#### BRIEF
Format the data below as a numbered list with one line per item, and leave out any blank lines.

** BEGIN **

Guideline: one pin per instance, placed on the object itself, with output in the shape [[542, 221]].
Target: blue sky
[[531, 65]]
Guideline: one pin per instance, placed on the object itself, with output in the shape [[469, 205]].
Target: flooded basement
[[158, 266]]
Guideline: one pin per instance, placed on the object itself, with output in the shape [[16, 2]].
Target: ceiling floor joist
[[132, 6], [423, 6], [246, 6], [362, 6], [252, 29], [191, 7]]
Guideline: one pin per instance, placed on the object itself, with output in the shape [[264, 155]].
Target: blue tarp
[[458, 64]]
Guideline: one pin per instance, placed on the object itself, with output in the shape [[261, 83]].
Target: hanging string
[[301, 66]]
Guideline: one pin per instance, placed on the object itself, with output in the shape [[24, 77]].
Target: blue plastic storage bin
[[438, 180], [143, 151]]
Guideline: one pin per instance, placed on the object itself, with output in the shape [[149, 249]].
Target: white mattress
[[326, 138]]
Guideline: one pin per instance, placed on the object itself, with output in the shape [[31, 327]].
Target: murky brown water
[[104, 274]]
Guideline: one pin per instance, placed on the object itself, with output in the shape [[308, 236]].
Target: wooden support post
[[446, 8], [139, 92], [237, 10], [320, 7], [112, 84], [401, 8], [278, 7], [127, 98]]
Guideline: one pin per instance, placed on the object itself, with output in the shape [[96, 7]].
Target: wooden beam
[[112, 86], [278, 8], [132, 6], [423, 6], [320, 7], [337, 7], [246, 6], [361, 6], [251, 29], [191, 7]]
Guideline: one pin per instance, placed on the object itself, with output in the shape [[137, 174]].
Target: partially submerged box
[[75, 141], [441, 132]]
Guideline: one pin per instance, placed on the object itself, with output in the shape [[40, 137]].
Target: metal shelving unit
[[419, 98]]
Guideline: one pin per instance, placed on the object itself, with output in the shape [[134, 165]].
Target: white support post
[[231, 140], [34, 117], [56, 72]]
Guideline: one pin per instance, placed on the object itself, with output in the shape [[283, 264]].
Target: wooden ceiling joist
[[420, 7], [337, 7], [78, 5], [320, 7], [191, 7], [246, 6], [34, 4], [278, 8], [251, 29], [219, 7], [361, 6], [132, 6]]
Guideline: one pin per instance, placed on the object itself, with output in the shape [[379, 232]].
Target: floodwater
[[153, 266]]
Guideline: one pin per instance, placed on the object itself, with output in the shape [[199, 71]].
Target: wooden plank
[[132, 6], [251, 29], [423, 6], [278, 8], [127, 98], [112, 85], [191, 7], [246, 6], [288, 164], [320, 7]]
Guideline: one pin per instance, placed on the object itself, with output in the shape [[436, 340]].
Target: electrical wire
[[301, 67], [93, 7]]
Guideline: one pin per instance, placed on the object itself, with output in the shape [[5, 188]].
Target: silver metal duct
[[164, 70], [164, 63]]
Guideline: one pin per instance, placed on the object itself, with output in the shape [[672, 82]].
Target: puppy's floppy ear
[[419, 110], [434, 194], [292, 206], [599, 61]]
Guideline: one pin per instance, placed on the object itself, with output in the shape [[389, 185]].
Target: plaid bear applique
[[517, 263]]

** END **

#### WRITTEN RESPONSE
1. Guideline: one pin per instance, placed on the object itself, with output in the shape [[542, 221]].
2. Target: blue sky
3. [[531, 65]]
4. Guideline: one pin per instance, placed on the object itself, with output in the shape [[469, 205]].
5. Target: flooded basement
6. [[158, 266]]
7. Guideline: one pin per instance, placed on the object itself, with output in the shape [[16, 2]].
8. Target: ceiling floor joist
9. [[132, 6], [423, 6], [246, 6], [362, 6], [252, 29], [191, 7]]
10. Guideline: one pin per instance, placed on the object itself, with output in the shape [[264, 155]].
11. Target: blue tarp
12. [[458, 64]]
13. Guideline: one pin per instance, placed on the object itself, with output in the shape [[261, 83]].
14. Target: hanging string
15. [[301, 66]]
16. Guideline: one pin per instance, placed on the object itself, with output in the shape [[24, 77]].
17. Target: blue plastic storage bin
18. [[438, 180], [143, 151]]
19. Guideline: one pin per instance, placed on the object itself, with output in the shape [[149, 249]].
20. Target: white mattress
21. [[326, 138]]
22. Guideline: one pin per instance, placed on the object itself, with output in the shape [[31, 327]].
23. Target: murky brown water
24. [[104, 274]]
25. Guideline: one pin per instance, placed on the object itself, with output in the shape [[308, 236]].
26. Target: wooden support post
27. [[446, 8], [139, 92], [237, 10], [320, 7], [112, 84], [401, 8], [278, 7], [127, 98]]
28. Guideline: one pin per instance, placed on the object itself, with output in the shape [[96, 7]].
29. Target: wooden beam
30. [[112, 86], [278, 8], [132, 6], [423, 6], [320, 7], [337, 7], [246, 6], [361, 6], [251, 29], [191, 7]]
31. Guideline: one pin per instance, placed on the object itself, with output in the shape [[137, 174]].
32. Target: partially submerged box
33. [[75, 141], [441, 132]]
34. Guideline: one pin per instance, placed on the object itself, with output in the shape [[40, 137]].
35. Target: metal shelving unit
36. [[419, 98]]
37. Guideline: one pin per instance, placed on the object itself, with output in the shape [[134, 165]].
38. Target: white support post
39. [[231, 140], [34, 117], [56, 72]]
40. Guideline: one pin per instance, placed on the object itself, with output in the shape [[283, 264]].
41. Target: wooden ceiling joist
42. [[420, 7], [337, 7], [78, 5], [320, 7], [191, 7], [246, 6], [34, 4], [278, 8], [251, 29], [219, 7], [361, 6], [132, 6]]
43. Guideline: one pin per instance, placed on the object itself, with output in the shape [[379, 232]].
44. Target: floodwater
45. [[153, 266]]
46. Guideline: one pin per instance, placed on the object itself, with output in the shape [[199, 71]].
47. Target: wooden plank
48. [[132, 6], [251, 29], [423, 6], [278, 8], [127, 98], [112, 85], [191, 7], [246, 6], [288, 164], [320, 7]]
49. Guideline: one pin per instance, placed on the object itself, with output in the shape [[436, 340]].
50. Target: electrical wire
51. [[301, 67], [93, 7]]
52. Guideline: one pin per instance, placed on the object itself, with output in the shape [[5, 188]].
53. Target: silver metal duct
54. [[164, 70], [164, 63]]
55. Guideline: one pin per instance, placed on the object itself, with output in the shape [[672, 82]].
56. Target: puppy's floppy ear
57. [[419, 110], [434, 194], [292, 206], [599, 61]]
58. Guideline: one pin per instance, placed on the object itself, with output in the shape [[389, 185]].
59. Target: plaid bear applique
60. [[517, 263]]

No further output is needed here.